EXERCISE DESCRIPTION: Update the stretch from the start of the rows through the line containing "box: [331, 63, 577, 90]" by replacing "SVG path" with "polygon list", and keep everything else the same.

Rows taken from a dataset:
::::

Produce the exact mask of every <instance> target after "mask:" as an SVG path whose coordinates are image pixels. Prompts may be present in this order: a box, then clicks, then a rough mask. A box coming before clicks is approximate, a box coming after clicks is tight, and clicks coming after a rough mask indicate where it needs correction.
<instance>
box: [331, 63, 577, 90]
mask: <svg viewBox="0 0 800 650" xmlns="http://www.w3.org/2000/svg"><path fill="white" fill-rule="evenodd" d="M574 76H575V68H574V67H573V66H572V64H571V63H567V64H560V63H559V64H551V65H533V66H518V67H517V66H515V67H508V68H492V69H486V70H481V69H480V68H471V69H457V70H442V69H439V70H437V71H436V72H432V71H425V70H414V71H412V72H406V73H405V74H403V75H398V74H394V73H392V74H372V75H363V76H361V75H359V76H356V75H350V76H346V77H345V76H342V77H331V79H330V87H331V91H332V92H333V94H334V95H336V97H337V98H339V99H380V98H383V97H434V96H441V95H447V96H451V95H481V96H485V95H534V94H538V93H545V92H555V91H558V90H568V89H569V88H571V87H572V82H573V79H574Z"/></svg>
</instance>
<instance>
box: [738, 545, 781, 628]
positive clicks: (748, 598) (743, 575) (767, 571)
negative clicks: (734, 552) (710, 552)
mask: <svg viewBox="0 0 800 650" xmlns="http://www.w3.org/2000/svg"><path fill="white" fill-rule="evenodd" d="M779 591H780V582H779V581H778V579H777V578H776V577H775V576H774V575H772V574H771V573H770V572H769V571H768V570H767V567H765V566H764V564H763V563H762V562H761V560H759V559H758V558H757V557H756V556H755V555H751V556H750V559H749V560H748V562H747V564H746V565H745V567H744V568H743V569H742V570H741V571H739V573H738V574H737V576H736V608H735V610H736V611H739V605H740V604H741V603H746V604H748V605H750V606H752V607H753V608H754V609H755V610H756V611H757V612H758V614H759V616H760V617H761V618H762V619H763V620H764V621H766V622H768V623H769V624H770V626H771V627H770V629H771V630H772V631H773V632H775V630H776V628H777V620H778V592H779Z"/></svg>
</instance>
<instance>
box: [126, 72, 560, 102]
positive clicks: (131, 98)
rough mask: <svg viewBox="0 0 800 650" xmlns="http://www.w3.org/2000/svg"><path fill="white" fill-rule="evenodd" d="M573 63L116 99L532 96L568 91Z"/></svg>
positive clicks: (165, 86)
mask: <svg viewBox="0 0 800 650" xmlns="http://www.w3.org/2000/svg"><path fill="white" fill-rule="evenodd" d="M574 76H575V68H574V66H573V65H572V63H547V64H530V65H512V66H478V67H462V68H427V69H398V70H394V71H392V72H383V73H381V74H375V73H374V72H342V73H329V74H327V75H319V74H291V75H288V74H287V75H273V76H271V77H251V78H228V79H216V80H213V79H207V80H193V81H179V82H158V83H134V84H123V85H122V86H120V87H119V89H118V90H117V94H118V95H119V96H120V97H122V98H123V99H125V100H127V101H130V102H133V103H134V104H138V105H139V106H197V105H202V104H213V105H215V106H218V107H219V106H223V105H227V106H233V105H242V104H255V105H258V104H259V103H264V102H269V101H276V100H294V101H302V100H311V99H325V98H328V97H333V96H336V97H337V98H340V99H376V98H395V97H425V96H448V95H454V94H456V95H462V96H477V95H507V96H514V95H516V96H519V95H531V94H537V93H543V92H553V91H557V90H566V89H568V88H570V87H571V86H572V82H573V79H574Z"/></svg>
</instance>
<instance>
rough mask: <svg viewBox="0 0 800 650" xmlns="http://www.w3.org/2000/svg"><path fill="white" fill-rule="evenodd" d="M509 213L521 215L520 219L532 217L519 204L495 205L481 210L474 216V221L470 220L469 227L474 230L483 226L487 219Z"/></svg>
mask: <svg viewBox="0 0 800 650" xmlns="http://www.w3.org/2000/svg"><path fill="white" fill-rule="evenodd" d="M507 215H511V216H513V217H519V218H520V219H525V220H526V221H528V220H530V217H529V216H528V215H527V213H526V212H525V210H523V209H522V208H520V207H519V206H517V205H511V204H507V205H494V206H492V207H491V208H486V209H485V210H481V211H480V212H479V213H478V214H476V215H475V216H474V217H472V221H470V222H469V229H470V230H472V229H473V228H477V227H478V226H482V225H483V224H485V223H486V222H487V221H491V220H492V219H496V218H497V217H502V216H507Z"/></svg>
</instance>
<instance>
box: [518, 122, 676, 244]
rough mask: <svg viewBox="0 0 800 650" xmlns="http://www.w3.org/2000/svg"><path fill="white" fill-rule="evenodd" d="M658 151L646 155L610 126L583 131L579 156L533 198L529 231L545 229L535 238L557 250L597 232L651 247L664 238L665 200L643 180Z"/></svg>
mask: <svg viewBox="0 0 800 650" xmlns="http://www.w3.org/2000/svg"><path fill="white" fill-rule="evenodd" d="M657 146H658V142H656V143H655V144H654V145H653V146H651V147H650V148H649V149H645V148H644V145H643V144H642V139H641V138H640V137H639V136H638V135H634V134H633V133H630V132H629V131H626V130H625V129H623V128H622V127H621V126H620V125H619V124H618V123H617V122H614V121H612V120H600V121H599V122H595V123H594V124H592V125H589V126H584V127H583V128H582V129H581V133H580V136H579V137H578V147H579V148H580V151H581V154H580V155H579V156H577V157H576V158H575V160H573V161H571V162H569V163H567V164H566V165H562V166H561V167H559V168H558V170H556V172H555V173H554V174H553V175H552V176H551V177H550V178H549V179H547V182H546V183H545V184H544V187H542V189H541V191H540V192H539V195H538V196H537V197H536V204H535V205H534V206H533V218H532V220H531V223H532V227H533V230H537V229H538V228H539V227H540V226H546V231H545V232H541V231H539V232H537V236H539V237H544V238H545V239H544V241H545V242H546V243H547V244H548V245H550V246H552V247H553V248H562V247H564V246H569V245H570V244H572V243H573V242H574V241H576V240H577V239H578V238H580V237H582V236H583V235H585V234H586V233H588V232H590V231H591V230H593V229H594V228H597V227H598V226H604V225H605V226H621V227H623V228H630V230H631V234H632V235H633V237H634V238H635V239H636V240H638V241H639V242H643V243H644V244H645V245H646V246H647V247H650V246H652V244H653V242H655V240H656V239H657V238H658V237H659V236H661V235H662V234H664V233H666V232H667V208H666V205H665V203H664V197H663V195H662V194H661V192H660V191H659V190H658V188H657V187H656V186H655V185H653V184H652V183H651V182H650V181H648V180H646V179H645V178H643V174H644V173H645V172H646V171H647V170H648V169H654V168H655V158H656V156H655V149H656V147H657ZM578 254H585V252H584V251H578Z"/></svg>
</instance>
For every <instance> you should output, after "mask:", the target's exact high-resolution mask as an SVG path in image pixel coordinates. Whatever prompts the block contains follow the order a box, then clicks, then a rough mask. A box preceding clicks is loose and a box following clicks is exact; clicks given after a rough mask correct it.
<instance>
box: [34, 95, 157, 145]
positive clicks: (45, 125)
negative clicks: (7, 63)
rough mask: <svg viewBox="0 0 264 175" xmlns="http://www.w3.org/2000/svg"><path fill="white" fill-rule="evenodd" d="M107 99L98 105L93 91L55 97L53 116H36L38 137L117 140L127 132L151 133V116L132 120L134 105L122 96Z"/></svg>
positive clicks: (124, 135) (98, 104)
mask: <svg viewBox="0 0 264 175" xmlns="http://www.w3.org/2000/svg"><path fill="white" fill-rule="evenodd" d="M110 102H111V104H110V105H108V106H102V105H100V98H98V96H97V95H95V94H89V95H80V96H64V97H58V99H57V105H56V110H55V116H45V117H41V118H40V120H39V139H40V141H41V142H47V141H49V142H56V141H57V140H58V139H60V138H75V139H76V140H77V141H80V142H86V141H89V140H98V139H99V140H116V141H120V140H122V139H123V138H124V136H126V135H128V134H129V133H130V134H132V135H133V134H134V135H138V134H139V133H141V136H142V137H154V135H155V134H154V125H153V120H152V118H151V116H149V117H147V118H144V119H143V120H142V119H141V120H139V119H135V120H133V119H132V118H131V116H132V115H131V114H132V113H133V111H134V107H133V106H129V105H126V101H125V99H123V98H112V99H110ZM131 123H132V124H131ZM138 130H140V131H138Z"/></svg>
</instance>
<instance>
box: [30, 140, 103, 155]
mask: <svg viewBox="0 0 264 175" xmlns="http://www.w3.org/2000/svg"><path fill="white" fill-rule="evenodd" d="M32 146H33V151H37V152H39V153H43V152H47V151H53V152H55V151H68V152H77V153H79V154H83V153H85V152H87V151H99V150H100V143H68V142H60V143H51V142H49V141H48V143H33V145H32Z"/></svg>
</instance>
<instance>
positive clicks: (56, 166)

::::

ANSWER SECTION:
Produce the exact mask of every <instance> target after "mask:" as an polygon list whose coordinates are image pixels. Prompts may be present in this order: a box, then clicks, then a rough mask. A box coming before clicks is approximate, a box coming after clicks is tight, and clicks coming after a rough mask indicate where it needs correction.
<instance>
box: [331, 63, 577, 90]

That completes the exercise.